- [Reading passage]
Aspen welcomes DA-initiated price-fixing probe

24th April 2017 By: African News Agency

Aspen Pharmacare on Monday issued a statement welcoming reports that South Africa’s Competition Commission had agreed to take up a request from the country’s official opposition to investigate alleged anticompetitive conduct by the company.

The South African pharmaceutical company said it welcomed “the process and the opportunity to categorically set aside such allegations of anticompetitive behaviour”, and promised to cooperate fully with any investigation.

The Democratic Alliance (DA) said last week it would call on the country’s Competition Commission and Medicines Control Council to investigate reports in the UK and locally that staff at Aspen had conspired to dispose of medicine in order to boost prices across Europe. The reports alleged that this campaign had seen prices of some life-saving cancer treatments inflated by more than 1 000%.

“The price rises meant that the cost of Busulfan, used by leukaemia patients, rose from £5.20 to £65.22 a pack in England and Wales during 2013, an increase of more than 1 100%,” one report alleged. “The prices of chlorambucil, also used to treat blood cancer, rose from £8.36 to £40.51 a pack in the same year.”

- [Given information]
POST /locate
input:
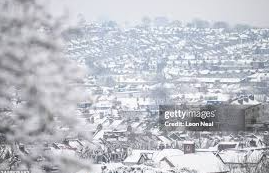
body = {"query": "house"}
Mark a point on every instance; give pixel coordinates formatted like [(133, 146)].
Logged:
[(238, 160), (137, 157), (204, 162)]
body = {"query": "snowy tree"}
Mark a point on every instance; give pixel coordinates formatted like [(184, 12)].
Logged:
[(36, 87)]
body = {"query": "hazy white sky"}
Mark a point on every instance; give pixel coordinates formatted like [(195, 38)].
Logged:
[(253, 12)]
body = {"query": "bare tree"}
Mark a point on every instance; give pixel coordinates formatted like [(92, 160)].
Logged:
[(36, 86)]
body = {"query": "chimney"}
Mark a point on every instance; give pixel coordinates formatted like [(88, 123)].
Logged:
[(188, 147), (240, 101), (246, 99), (251, 97)]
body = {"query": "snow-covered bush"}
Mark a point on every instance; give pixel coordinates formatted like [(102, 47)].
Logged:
[(36, 87)]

- [Things to do]
A: In the article on the Aspen price-fixing probe, which patients are said to use Busulfan?
B: Carry the article on the Aspen price-fixing probe forward, starting after its final sentence.
The records were taken from a separate source.

- [Responses to the exercise]
A: Leukaemia patients.

B:
The DA’s Wilmot James, spokesperson on health, said the reports appeared to show an effort “to manipulate the market for drugs” that would put them “out of reach for many, if not most” people. James urged the two bodies to look into whether similar tactics were being used in South Africa.

He added that the World Bank had already noted that the South African pharmaceutical industry was controlled by cartels and operated in an uncompetitive manner.

The DA on Sunday welcomed the Competition Commission’s decision to investigate Aspen.

“If these allegations are true and seriously ill patients have been exploited for financial gains, those responsible must be held accountable,” the DA said in a statement.

Aspen on Monday added that it was “worth noting that pharmaceutical prices are approved by the Department of Health in terms of the Single Exit Price regulatory framework, which establishes a universal fixed price for each pharmaceutical product”.

The company said it had not increased pricing of its products outside of this regulatory framework.